─── Data ───

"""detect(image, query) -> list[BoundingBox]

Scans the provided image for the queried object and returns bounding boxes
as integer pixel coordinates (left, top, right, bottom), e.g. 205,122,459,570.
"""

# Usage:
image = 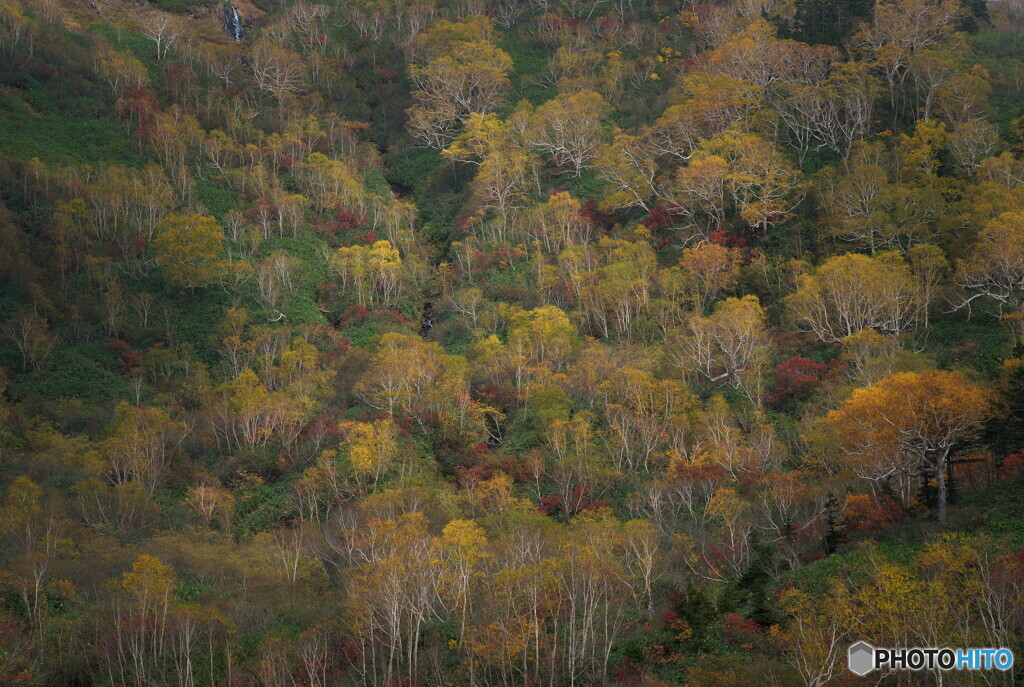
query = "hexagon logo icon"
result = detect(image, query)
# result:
848,641,874,677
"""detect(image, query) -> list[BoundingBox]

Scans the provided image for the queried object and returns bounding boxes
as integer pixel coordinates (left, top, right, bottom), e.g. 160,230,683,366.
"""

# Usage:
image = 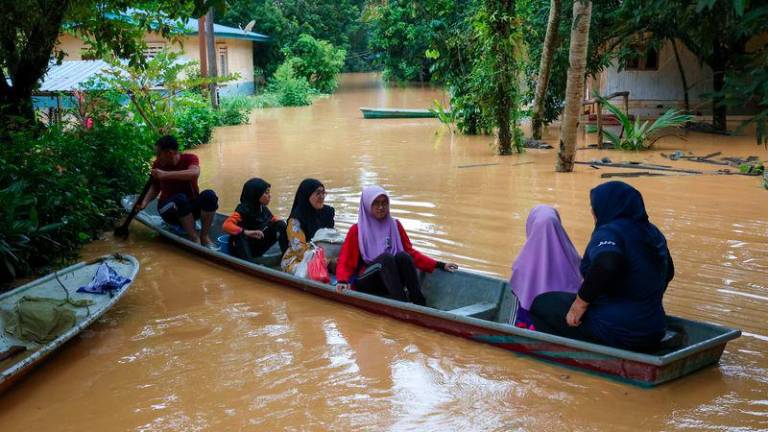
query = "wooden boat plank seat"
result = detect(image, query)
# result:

───

Written exercise: Write out all of the material above line by line, leaving out the pictures. Scale the pixel coordinates in each result by 2.1 and round them to whole numbers, with halves rounding up. Leave the sample coordinates in the descriptions unchanged.

Answer to this problem:
"""detect(image, query) -> list[BoundingBox]

Scans the provided image for the queried object and returns bounding boxes
as integer pixel coordinates (left, top, right, bottom), e.g. 205,122,459,570.
"""

# Usage:
image = 
query = "hexagon logo icon"
result = detect(image, query)
# result:
1781,1346,1835,1422
"""detect(image, query) -> list[BoundingBox]

Scans the provided image for the queried object and returns bounding boxes
as integer pixel coordinates (left, top, right, bottom), e.g. 160,230,683,366.
"""

# Usage:
image = 
query = "wooden boat plank seat"
result = detect(image, query)
# result:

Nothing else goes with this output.